▶ _GOAL OF THE EXERCISE_:
Copy all of the rows below, substituting "area" for every "region" and leaving everything else unchanged. Leave out the pictures.

───── DATA PROVIDED

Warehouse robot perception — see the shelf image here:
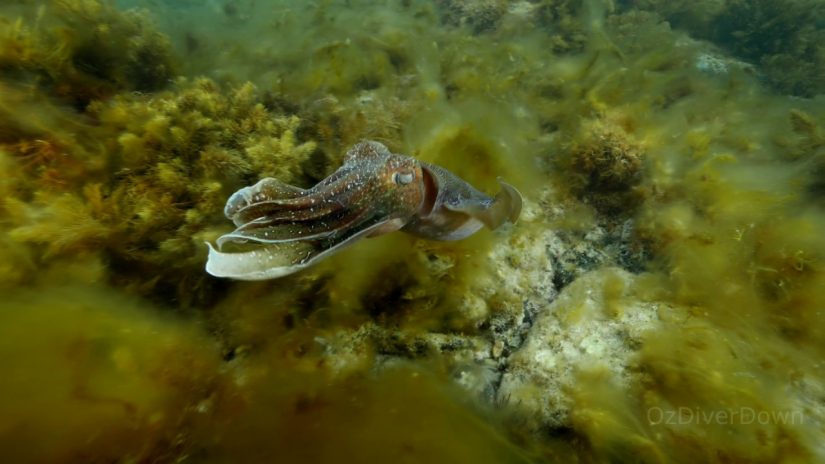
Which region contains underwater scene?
[0,0,825,463]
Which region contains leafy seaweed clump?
[0,79,315,306]
[0,0,176,108]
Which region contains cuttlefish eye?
[392,172,415,185]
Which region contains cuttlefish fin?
[446,179,523,230]
[206,221,396,280]
[223,177,307,226]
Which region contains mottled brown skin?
[206,141,521,280]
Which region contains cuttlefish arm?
[402,162,522,240]
[206,142,423,280]
[206,221,400,280]
[206,141,522,280]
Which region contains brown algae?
[0,0,825,463]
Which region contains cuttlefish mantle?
[206,141,522,280]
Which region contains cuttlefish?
[206,141,522,280]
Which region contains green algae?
[0,1,825,462]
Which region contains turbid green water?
[0,0,825,463]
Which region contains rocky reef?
[0,0,825,463]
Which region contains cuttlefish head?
[206,141,521,280]
[206,142,424,280]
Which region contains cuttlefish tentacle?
[206,141,521,280]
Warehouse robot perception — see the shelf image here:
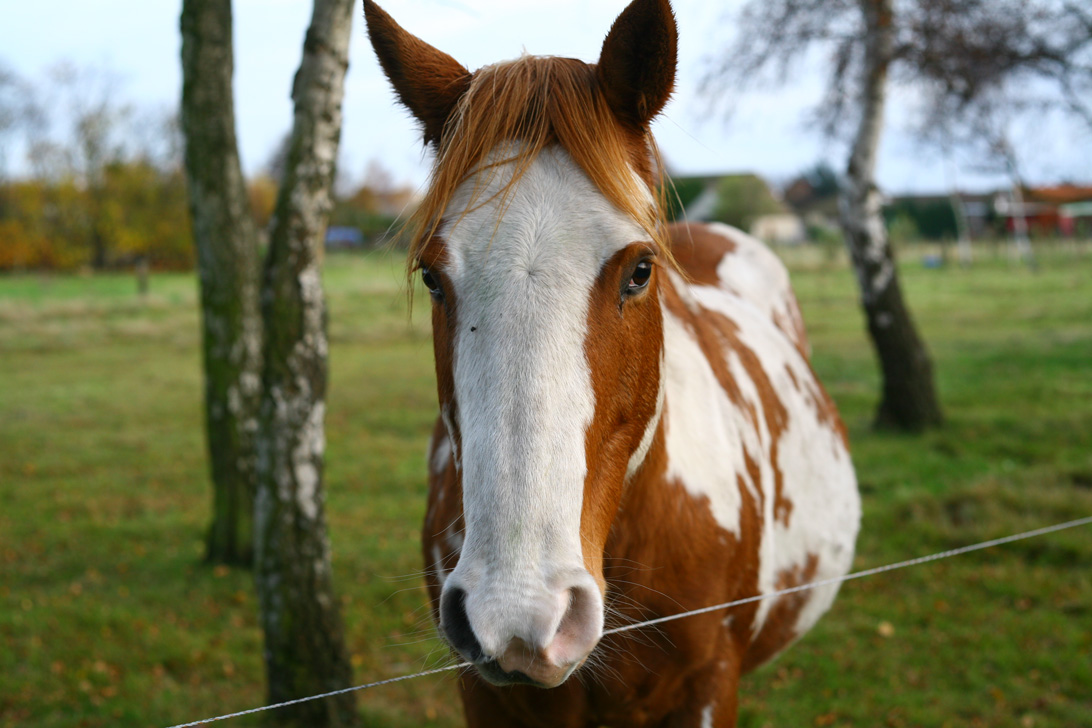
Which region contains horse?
[364,0,860,728]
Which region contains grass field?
[0,248,1092,728]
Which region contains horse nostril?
[440,588,482,663]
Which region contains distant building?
[325,225,364,250]
[673,172,805,244]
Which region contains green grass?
[0,244,1092,728]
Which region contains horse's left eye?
[626,261,652,294]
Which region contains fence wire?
[163,516,1092,728]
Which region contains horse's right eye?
[420,266,443,296]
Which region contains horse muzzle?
[440,569,603,688]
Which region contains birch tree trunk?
[256,0,356,727]
[181,0,261,565]
[840,0,942,431]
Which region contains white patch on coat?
[701,703,716,728]
[430,432,451,478]
[626,351,667,480]
[432,147,649,655]
[663,273,747,537]
[432,544,448,589]
[707,223,807,355]
[667,275,860,634]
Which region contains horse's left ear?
[364,0,471,146]
[598,0,678,129]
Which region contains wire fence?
[163,516,1092,728]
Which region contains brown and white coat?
[365,0,859,728]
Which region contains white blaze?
[443,147,648,654]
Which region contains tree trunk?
[840,0,942,431]
[181,0,261,565]
[256,0,356,727]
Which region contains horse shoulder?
[664,261,859,669]
[668,223,810,357]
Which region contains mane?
[408,56,674,273]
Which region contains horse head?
[365,0,676,687]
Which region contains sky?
[0,0,1092,193]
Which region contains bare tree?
[181,0,261,565]
[256,0,356,726]
[705,0,1092,430]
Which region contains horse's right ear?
[364,0,471,145]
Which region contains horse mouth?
[474,659,583,690]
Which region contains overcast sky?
[0,0,1092,192]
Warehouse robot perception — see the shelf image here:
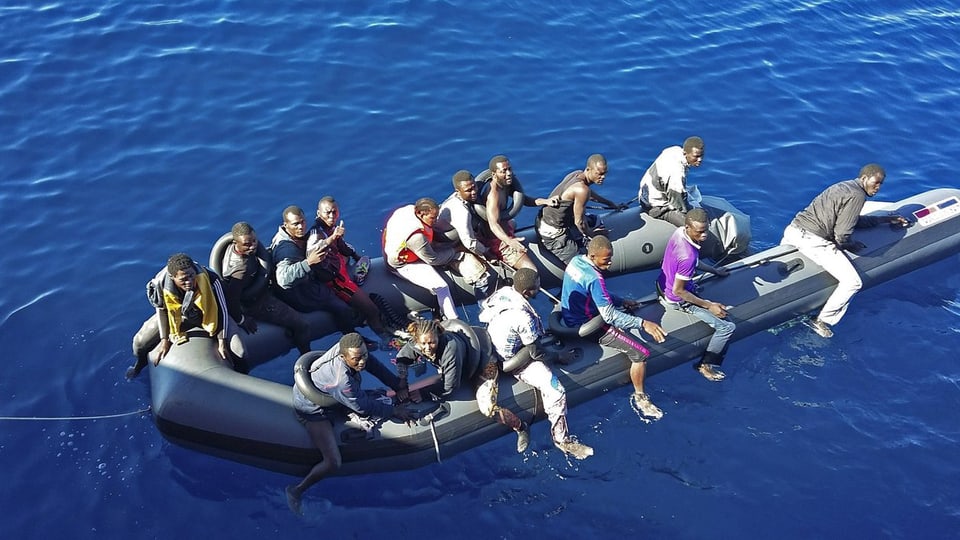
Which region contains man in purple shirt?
[657,208,737,381]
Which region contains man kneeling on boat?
[560,236,666,420]
[397,319,530,453]
[480,268,593,459]
[286,332,412,515]
[126,253,248,379]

──────────

▶ _SOLUTION TO THIS TASK_:
Warehouse robot perception — see the shelf image here:
Which area contains underwater scene?
[0,0,825,463]
Which area contains leafy seaweed clump?
[0,79,315,306]
[0,0,176,108]
Which area contains cuttlefish eye?
[392,172,415,185]
Which area contains cuttlefish fin?
[446,179,523,230]
[206,221,396,280]
[223,177,307,226]
Which area contains mottled brown skin?
[206,141,521,280]
Which area contains cuttlefish arm?
[402,162,522,240]
[206,142,423,280]
[206,221,400,280]
[206,141,522,280]
Which area contains brown algae?
[0,0,825,463]
Which area contains cuttlefish mantle?
[206,141,522,280]
Which area contains cuttlefish?
[206,141,522,280]
Which area contains green algae?
[0,1,825,462]
Which area contains turbid green water?
[0,0,825,463]
Which area contains rocky reef?
[0,0,825,463]
Which area contains cuttlefish head?
[206,141,521,280]
[206,142,424,280]
Which area contains cuttlefish tentacle?
[206,141,521,280]
Warehouse robot perception — see the shelf image here:
Which area contains horse?
[364,0,860,728]
Which area contains grass field?
[0,248,1092,728]
Which area contains horse nostril?
[440,588,482,663]
Which area contains distant building?
[325,225,364,250]
[673,172,805,244]
Which area contains green grass?
[0,244,1092,728]
Which area contains horse's left eye?
[626,261,652,294]
Which area contains fence wire?
[163,516,1092,728]
Which area contains horse's right eye?
[420,266,443,296]
Which area contains horse muzzle?
[440,569,603,688]
Which area contains birch tree trunk?
[256,0,356,727]
[181,0,261,565]
[840,0,942,431]
Which area contains white patch on coat?
[701,703,716,728]
[430,432,451,478]
[626,351,667,480]
[432,147,649,655]
[663,273,747,537]
[432,544,448,589]
[707,223,807,355]
[667,275,860,634]
Which area contains horse's left ear?
[364,0,471,146]
[598,0,678,129]
Which area contains wire fence?
[163,516,1092,728]
Which area contains brown and white coat?
[365,0,859,728]
Which area contains white blaze?
[443,147,648,654]
Which area contains tree trunk?
[840,0,942,431]
[181,0,261,565]
[256,0,356,727]
Which area contains horse shoulder?
[664,261,859,669]
[668,223,810,357]
Which area contains mane?
[408,56,674,273]
Which area contains horse head?
[365,0,676,687]
Which area contains sky?
[0,0,1092,193]
Which area contains bare tree?
[181,0,261,565]
[256,0,356,726]
[705,0,1092,430]
Which area contains horse's right ear?
[364,0,471,145]
Which area contains horse mouth?
[474,659,583,690]
Which area contains overcast sky?
[0,0,1092,192]
Warehouse robot perception — see the shelf image here:
Which area contains man in purple shirt?
[657,208,737,381]
Which area contains man kneeling on boat?
[560,236,666,420]
[397,319,530,453]
[480,268,593,459]
[286,332,412,515]
[126,253,248,379]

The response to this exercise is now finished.